_Page_

* * *

Imagine that you are implementing a payment processing system for the e-commerce system and discover that multiple customers were charged twice for exactly the same order. Ouch… Sounds like a real nightmare to deal with! And the next day, you see that something is not right with the credits system in which users were able to pay using special credits instead of using credit card - somehow instead of getting charged $100 in total for two orders of $25 and $75, they were charged just 25$! And to make it even more epic, it turned out that the uniqueness validation you added didn’t work at all, and now you have three users with the same email address!

Hopefully, such a grim reality is not inevitable. To avoid such nasty issues, we need to be careful about potential race conditions and understand the circumstances where they might happen and what kind of protective measures we could apply.

Race conditions - what are they?

Race conditions are undesirable situations caused when the concurrent execution of the code causes negative consequences comparing to the scenario of having them executed sequentially. If you are used to dealing with threads, race conditions could sound like a regular thing. However, race conditions are as likely to happen when you run multiple processes of the same application! It might seem counterintuitive at first glance, but keep in mind that in most cases, there are some shared components between processes. In Ruby on Rails application, it will most likely be a database.

Let’s take a look at a couple of common race conditions scenarios and protective measures against them.

Multi-threaded servers and mutable globals

Saying that global variables are not a good idea will be nothing extraordinary. However, the issues with globals get pretty bad when you operate in a multi-threaded environment. A notable example for Rails apps would be Puma web server. By default, every Puma instance will use up to 5 threads. That approach certainly has some great benefits. On the other hand, you can easily expose yourself to race conditions with global variables if you are not careful.

Let’s examine some antipattern: a global variable for the current user’s IP. One of the “creative” ways of implementing this pattern would be having User.current_ip and User.current_ip= method for class-level attribute reader and writer:

class User < ApplicationRecord
  @@current_ip = nil

  def self.current_ip
    @@current_ip
  end

  def self.current_ip=(ip)

* * *

_Recorded information_
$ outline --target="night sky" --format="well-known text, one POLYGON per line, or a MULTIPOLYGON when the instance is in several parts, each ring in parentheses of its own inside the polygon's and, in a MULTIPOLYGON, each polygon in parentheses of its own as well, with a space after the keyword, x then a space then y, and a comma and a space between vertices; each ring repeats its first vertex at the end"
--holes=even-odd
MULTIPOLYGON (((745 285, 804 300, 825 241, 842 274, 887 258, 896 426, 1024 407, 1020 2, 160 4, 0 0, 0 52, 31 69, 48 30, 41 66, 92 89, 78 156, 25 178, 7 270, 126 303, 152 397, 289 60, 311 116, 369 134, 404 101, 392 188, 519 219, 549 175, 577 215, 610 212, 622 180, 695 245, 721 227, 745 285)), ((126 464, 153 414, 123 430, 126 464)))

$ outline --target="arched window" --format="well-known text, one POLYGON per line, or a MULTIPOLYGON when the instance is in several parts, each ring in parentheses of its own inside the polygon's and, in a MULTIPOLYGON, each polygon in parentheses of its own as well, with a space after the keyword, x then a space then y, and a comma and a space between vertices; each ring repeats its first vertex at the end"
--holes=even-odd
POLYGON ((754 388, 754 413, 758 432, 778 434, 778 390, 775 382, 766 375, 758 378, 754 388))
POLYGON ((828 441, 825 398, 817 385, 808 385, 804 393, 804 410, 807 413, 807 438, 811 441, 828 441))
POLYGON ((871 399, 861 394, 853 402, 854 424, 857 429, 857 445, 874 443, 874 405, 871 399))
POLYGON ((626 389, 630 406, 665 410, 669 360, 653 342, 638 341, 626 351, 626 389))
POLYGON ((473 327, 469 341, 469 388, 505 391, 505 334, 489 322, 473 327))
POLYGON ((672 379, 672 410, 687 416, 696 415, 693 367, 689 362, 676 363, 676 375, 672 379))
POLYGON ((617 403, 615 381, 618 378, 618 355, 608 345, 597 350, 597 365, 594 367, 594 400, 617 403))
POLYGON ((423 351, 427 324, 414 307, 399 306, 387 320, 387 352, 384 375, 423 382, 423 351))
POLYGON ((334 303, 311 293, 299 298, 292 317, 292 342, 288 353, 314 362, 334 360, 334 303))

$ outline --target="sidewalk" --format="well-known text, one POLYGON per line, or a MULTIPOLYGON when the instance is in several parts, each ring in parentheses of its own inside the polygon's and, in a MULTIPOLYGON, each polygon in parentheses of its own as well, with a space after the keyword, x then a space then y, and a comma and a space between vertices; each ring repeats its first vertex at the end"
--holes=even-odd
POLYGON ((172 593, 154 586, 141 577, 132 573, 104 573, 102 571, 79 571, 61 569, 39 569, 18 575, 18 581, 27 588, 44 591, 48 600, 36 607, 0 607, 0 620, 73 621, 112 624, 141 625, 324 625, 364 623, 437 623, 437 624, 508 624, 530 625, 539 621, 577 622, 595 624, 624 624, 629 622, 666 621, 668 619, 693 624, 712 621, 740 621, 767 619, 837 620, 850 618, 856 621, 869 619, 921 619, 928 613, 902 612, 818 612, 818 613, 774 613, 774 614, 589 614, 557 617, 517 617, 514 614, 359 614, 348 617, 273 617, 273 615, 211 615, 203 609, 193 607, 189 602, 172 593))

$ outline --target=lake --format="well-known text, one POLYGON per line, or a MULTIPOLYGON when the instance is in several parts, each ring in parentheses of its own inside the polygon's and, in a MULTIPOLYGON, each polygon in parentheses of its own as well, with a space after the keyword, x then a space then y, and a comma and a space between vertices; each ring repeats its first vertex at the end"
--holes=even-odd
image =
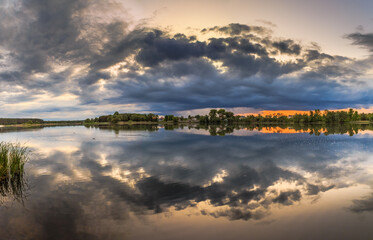
POLYGON ((31 150, 24 196, 1 196, 1 239, 373 238, 366 128, 74 126, 1 141, 31 150))

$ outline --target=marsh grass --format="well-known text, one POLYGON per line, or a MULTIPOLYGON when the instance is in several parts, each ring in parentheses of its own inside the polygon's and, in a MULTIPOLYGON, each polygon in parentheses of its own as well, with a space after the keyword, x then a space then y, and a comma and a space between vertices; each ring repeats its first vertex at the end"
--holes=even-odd
POLYGON ((24 199, 26 184, 24 167, 29 150, 20 144, 0 142, 0 197, 24 199))

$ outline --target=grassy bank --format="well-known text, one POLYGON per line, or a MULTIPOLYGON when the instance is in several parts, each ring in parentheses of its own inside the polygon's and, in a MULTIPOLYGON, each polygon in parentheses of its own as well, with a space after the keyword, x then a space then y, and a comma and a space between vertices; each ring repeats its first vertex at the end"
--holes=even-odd
POLYGON ((23 200, 26 186, 24 166, 28 158, 27 147, 0 142, 0 196, 23 200))

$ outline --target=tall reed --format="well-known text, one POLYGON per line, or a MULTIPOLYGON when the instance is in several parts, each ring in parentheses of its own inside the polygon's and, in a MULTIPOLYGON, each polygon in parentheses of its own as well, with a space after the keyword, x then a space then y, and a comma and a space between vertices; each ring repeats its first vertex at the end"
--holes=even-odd
POLYGON ((28 158, 27 147, 0 142, 0 196, 23 201, 26 186, 24 166, 28 158))

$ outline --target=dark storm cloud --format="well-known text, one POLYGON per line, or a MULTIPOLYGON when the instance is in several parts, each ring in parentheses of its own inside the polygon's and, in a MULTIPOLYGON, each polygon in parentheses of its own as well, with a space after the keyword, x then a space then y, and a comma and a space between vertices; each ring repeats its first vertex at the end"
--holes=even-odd
MULTIPOLYGON (((202 33, 212 35, 205 35, 210 36, 206 40, 130 27, 125 18, 110 18, 108 12, 118 6, 100 0, 18 0, 3 6, 0 81, 21 86, 28 95, 72 93, 81 104, 146 104, 160 112, 372 103, 366 88, 343 85, 356 84, 368 65, 356 63, 361 65, 356 68, 352 59, 308 49, 292 39, 273 39, 261 26, 205 28, 202 33), (280 61, 278 54, 290 59, 280 61), (118 64, 118 74, 108 71, 118 64), (357 97, 347 94, 351 91, 357 97)), ((369 34, 348 37, 370 46, 369 34)))
POLYGON ((277 41, 277 42, 274 42, 272 45, 275 48, 277 48, 281 53, 294 54, 294 55, 299 55, 302 49, 299 44, 294 43, 294 41, 291 39, 284 40, 284 41, 277 41))
POLYGON ((352 33, 346 36, 353 41, 353 44, 362 46, 373 52, 373 33, 352 33))
POLYGON ((260 26, 248 26, 245 24, 231 23, 228 26, 215 26, 212 28, 204 28, 201 30, 202 33, 207 33, 211 31, 221 32, 234 36, 241 35, 243 33, 247 34, 250 32, 264 33, 267 32, 268 29, 260 26))
POLYGON ((356 213, 373 211, 373 194, 362 199, 353 200, 353 205, 349 209, 356 213))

* * *

_To do_
A - According to the race conditions article, up to how many threads does each Puma instance use by default?
B - Carry on the race conditions article from the point at which it stops.
The lines are separate material from the race conditions article.

_Answers given_
A - Up to 5 threads.

B -
    @@current_ip ||= ip
  end
end

Let’s say that User.current_ip is set in ApplicationController for every controller action and is later persisted when performing any write action, just to know the person and their IP address behind all the changes.

The original idea of having a nice audit log sounded good, but if you ever decide to go with this kind of implementation, don’t be surprised if the wrong IP addresses get persisted. But what’s the actual problem?

Globals as class-level variables are shared by all threads within the same process. Imagine that we have a single Puma worker with 5 threads and we have 2 requests roughly at the same time: User A decides to change their password. They typed a new one and clicked some save button. A hypothetical UsersController#update action is hit, and the proper IP is set. Roughly at the same time, User B visits some page, and again, the IP address is set. The change of the password gets persisted, along with User.current_ip

In such a case, it would look like as if the User B changed User’s A address as it could be their IP address that would get stored for that change! That’s a typical race condition that easily happens when using global variables that way.

Does it mean that it’s not possible to use global variables without risk of race conditions?

Well, if the global is indeed the only way (hint: usually, it isn’t), you could still use a thread-local variable, which is still a global variable, but visible only within a current thread. It exposes hash-like methods for reading and setting values, which makes it quite convenient to use:

class User < ApplicationRecord
  def self.current_ip
    Thread.current[:current_ip]
  end

  def self.current_ip=(ip)
    Thread.current[:current_ip] = ip
  end
end

That way, you can still use globals and protect yourself from race conditions (although it won’t protect you from the ugly code).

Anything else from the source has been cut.